[Start Provided data]

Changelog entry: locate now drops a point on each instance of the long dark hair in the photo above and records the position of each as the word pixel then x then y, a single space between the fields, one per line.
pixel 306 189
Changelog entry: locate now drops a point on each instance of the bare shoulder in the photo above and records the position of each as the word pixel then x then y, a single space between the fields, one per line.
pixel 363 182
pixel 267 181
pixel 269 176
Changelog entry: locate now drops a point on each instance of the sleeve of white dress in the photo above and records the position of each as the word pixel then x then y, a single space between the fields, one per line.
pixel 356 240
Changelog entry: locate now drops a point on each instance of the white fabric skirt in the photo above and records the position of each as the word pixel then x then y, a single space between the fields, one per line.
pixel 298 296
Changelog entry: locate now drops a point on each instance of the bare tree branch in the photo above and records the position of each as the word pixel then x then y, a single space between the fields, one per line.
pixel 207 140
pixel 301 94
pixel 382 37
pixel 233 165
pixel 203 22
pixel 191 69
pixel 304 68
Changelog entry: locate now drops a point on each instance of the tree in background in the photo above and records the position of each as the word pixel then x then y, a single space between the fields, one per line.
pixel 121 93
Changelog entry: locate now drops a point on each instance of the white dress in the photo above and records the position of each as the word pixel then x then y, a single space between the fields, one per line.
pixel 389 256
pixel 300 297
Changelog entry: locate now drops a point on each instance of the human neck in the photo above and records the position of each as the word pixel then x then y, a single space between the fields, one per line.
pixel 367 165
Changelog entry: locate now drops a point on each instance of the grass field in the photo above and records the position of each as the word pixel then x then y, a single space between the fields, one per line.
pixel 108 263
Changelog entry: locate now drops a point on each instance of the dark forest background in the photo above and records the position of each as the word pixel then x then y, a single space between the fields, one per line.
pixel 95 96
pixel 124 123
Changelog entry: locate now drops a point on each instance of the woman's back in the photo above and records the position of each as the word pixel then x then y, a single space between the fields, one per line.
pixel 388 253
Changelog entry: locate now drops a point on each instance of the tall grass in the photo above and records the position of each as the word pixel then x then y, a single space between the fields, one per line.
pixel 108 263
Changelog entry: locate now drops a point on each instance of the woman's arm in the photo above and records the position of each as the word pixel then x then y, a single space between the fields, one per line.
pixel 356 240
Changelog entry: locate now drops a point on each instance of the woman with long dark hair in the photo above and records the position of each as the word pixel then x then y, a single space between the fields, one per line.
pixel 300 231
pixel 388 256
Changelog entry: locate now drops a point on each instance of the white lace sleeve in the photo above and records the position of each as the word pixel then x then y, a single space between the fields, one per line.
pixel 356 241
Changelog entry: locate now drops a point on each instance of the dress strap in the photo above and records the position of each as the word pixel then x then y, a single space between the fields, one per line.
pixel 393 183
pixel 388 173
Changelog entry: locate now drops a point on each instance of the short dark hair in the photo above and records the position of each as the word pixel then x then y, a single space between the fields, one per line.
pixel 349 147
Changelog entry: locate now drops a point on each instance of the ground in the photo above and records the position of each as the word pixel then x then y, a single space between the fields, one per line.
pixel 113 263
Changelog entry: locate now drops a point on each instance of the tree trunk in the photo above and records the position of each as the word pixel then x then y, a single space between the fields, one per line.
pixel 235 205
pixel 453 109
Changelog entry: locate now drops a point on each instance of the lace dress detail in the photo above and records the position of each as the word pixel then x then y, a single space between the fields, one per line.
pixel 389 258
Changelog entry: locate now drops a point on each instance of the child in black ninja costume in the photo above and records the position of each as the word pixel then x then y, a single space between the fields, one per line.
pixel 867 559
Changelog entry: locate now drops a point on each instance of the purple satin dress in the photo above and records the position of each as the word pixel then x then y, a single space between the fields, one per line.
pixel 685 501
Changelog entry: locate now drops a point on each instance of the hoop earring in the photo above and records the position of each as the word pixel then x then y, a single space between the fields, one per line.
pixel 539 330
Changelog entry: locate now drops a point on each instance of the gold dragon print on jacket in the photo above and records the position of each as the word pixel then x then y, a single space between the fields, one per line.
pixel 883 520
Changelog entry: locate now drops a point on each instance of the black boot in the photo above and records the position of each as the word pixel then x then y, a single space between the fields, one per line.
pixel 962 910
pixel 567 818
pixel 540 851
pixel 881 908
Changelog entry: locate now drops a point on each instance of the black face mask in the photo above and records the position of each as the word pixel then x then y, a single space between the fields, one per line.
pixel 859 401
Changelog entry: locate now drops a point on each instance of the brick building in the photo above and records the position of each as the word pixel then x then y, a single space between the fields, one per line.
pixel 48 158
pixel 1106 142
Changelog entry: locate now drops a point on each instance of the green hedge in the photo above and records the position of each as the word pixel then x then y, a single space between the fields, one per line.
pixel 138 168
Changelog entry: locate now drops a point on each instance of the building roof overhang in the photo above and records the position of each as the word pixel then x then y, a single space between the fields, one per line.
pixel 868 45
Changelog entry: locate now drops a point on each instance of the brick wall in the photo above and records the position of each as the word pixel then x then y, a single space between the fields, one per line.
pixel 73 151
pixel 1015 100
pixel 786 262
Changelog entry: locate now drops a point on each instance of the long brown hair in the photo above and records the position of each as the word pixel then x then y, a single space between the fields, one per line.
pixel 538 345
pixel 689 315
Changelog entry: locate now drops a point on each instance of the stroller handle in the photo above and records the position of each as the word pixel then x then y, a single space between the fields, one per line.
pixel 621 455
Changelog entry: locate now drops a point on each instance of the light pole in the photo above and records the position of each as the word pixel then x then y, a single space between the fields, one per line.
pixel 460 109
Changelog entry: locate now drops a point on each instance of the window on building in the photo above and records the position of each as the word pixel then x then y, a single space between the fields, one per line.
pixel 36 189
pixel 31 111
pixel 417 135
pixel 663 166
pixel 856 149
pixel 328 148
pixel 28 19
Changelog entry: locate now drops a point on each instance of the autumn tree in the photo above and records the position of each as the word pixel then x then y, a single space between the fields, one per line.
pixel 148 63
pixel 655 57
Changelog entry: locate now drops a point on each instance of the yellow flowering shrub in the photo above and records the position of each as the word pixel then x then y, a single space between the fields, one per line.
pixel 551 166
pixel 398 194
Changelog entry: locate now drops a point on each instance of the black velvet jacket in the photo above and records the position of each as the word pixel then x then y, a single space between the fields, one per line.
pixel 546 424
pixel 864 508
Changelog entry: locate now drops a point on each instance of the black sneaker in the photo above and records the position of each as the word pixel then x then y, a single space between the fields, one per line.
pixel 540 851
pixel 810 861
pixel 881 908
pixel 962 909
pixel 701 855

[End Provided data]

§ Exercise: Arrange all the lines above as a Markdown table with two columns, Row and Text, giving each line its own numbered row and leaving out any blank lines.

§ Answer to this exercise:
| Row | Text |
|---|---|
| 1 | Changelog entry: locate now drops a point on each instance of the long dark hair in the photo above and records the position of each as the word pixel then x then y, a single space between the fields, one per line. |
| 2 | pixel 306 189 |
| 3 | Changelog entry: locate now drops a point on each instance of the bare shoulder in the photo above and records the position of each as the word pixel then x then y, a single space between the fields, one per line. |
| 4 | pixel 363 182 |
| 5 | pixel 267 181 |
| 6 | pixel 269 176 |
| 7 | Changelog entry: locate now drops a point on each instance of the sleeve of white dress in the photo above and records the position of each as the word pixel then x then y, a single space between the fields, one per line. |
| 8 | pixel 356 240 |
| 9 | Changelog entry: locate now drops a point on each instance of the white fabric skirt in the photo above and records the position of each as the word pixel then x then y, a single space between the fields, one per line. |
| 10 | pixel 298 296 |
| 11 | Changelog entry: locate now drops a point on each instance of the bare tree branch in the photo above and records the position of each as the word pixel then x then y, a single space between the fields, one per line. |
| 12 | pixel 207 140 |
| 13 | pixel 301 94 |
| 14 | pixel 382 37 |
| 15 | pixel 233 165 |
| 16 | pixel 203 22 |
| 17 | pixel 191 69 |
| 18 | pixel 304 68 |
| 19 | Changelog entry: locate now drops a point on each instance of the tree in background in the photo above and records the position of each as the word pixel then x then y, a single space between the fields, one per line. |
| 20 | pixel 121 93 |
| 21 | Changelog entry: locate now drops a point on each instance of the white dress in the photo above and records the position of each as the word pixel then x then y, a single space between the fields, one per line. |
| 22 | pixel 389 256 |
| 23 | pixel 300 297 |
| 24 | Changelog entry: locate now drops a point on each instance of the human neck in the photo above and records the position of each as the word pixel then x then y, a single space between the fields, one per line. |
| 25 | pixel 367 165 |
| 26 | Changelog entry: locate now drops a point on each instance of the grass field in the photo above and records the position of each as the word pixel then x then y, a single space between the fields, one per line. |
| 27 | pixel 108 263 |
| 28 | Changelog entry: locate now drops a point on each instance of the dark forest background in the photo above and records the position of each as the word pixel then x then y, a single space between the fields, one per line. |
| 29 | pixel 95 96 |
| 30 | pixel 124 123 |
| 31 | Changelog entry: locate now drops a point on each instance of the woman's back in the photo above and records the position of each as the word pixel then x then y, a single space between the fields, one per line. |
| 32 | pixel 388 253 |
| 33 | Changelog entry: locate now drops a point on each instance of the tall grass in the photo above and records the position of each as the word pixel then x then y, a single space between the fields, one per line. |
| 34 | pixel 108 263 |
| 35 | Changelog entry: locate now drops a point on each instance of the woman's arm in the photo above and records the position of each as the word pixel then x then y, a single space between the fields, one per line. |
| 36 | pixel 356 240 |
| 37 | Changelog entry: locate now drops a point on each instance of the woman with long dark hair in the photo above and records the position of each as the word pixel then x then y, a single space between the fields, one per line. |
| 38 | pixel 300 231 |
| 39 | pixel 388 256 |
| 40 | Changelog entry: locate now drops a point on each instance of the white lace sleeve in the photo above and records the position of each as the word pixel then x then y, a single space between the fields, one per line. |
| 41 | pixel 356 241 |
| 42 | Changelog entry: locate now drops a point on each instance of the dress strap in the photo above and records the position of each as the word pixel then x then y, a single space between the fields, one per line. |
| 43 | pixel 393 183 |
| 44 | pixel 388 173 |
| 45 | Changelog entry: locate now drops a point on each instance of the short dark hair in the photo above and records the position of each as the word pixel then x then y, a single space between the fields, one per line. |
| 46 | pixel 349 147 |
| 47 | Changelog entry: locate now drops a point on each instance of the ground in the photo above and records the position of each as the word pixel then x then y, a single space between the fields, one per line. |
| 48 | pixel 113 263 |
| 49 | Changelog entry: locate now drops a point on each instance of the tree trunk in the photo above and records the position of each as the word pixel then x then y, a single space between the fields, one per line. |
| 50 | pixel 235 205 |
| 51 | pixel 453 109 |
| 52 | Changelog entry: locate now drops a point on each instance of the lace dress detail in the photo above and records the position of each as the word pixel then x then y, a single space between the fields, one per line. |
| 53 | pixel 389 258 |
| 54 | Changelog entry: locate now drops a point on each instance of the child in black ninja costume in the photo above and records the position of each as the word pixel then x then y, a single space between the fields, one per line. |
| 55 | pixel 867 559 |
| 56 | Changelog entry: locate now drops a point on each instance of the purple satin dress in the photo above and records the position of each as the word pixel then x then y, a single space between the fields, one per line. |
| 57 | pixel 685 501 |
| 58 | Changelog entry: locate now drops a point on each instance of the hoop earring in the photo above and records the position of each as the word pixel then x then y, a single space between the fields, one per line. |
| 59 | pixel 539 330 |
| 60 | Changelog entry: locate now drops a point on each instance of the gold dragon print on jacket in the photo above and records the position of each as the word pixel then x then y, a single space between the fields, one per line. |
| 61 | pixel 883 520 |
| 62 | Changelog entry: locate now drops a point on each instance of the black boot in the photo above and records the position of each as the word pixel then x then y, a single space between the fields, one per line. |
| 63 | pixel 962 910 |
| 64 | pixel 567 818 |
| 65 | pixel 540 851 |
| 66 | pixel 881 908 |
| 67 | Changelog entry: locate now drops a point on each instance of the black face mask in the photo above and records the position of each as the word pixel then x then y, a single space between the fields, one per line. |
| 68 | pixel 859 401 |
| 69 | Changelog entry: locate now drops a point on each instance of the brick building in the photo above and records the position of each as the word pixel then x then y, a single space between the fields, one per line. |
| 70 | pixel 48 158 |
| 71 | pixel 1106 142 |
| 72 | Changelog entry: locate now drops a point on each instance of the green hedge in the photo above and records the position of each as the word pixel then x then y, a single space between the fields, one per line. |
| 73 | pixel 138 168 |
| 74 | Changelog entry: locate now drops a point on each instance of the building roof overhang in the photo above and records the position of each as the word pixel then x then y, a single space between the fields, one per line. |
| 75 | pixel 868 45 |
| 76 | Changelog entry: locate now drops a point on each instance of the brick wall in the photo above and records the position of each as the word pixel then x then y, a single space between the fields, one per line. |
| 77 | pixel 73 151 |
| 78 | pixel 1015 100 |
| 79 | pixel 786 262 |
| 80 | Changelog entry: locate now drops a point on each instance of the long brown hair in the photo above and records the position of each as the word pixel then x then y, a single space between the fields, one per line. |
| 81 | pixel 538 345 |
| 82 | pixel 689 315 |
| 83 | Changelog entry: locate now drops a point on each instance of the stroller handle in the photo above and records the position of each as the word pixel then x then y, a single space between the fields, one per line. |
| 84 | pixel 621 455 |
| 85 | Changelog entry: locate now drops a point on each instance of the light pole in the photo above and records the position of each as the word pixel then x then y, a single space between the fields, one per line. |
| 86 | pixel 460 109 |
| 87 | Changelog entry: locate now drops a point on each instance of the window on building in the photo above and records the position of each as the word pixel then x then y, a single space between the fields, one per line. |
| 88 | pixel 36 189 |
| 89 | pixel 31 111 |
| 90 | pixel 417 135 |
| 91 | pixel 663 166 |
| 92 | pixel 856 149 |
| 93 | pixel 328 148 |
| 94 | pixel 28 19 |
| 95 | Changelog entry: locate now drops a point on each instance of the autumn tree in the photo above and records the position of each as the word pixel then x then y, a single space between the fields, one per line. |
| 96 | pixel 148 63 |
| 97 | pixel 655 57 |
| 98 | Changelog entry: locate now drops a point on each instance of the yellow flowering shrub in the photo above and records the position of each as the word pixel then x then y, a single space between the fields, one per line. |
| 99 | pixel 551 166 |
| 100 | pixel 398 194 |
| 101 | Changelog entry: locate now drops a point on each instance of the black velvet jacket in the photo above and records the position of each as the word pixel then x then y, a single space between the fields, one per line. |
| 102 | pixel 546 424 |
| 103 | pixel 864 508 |
| 104 | Changelog entry: locate now drops a point on each instance of the black sneaker in the photo above and records the position of each as the word pixel then x then y, a single space between the fields, one per line. |
| 105 | pixel 540 851 |
| 106 | pixel 810 861 |
| 107 | pixel 881 908 |
| 108 | pixel 962 909 |
| 109 | pixel 701 855 |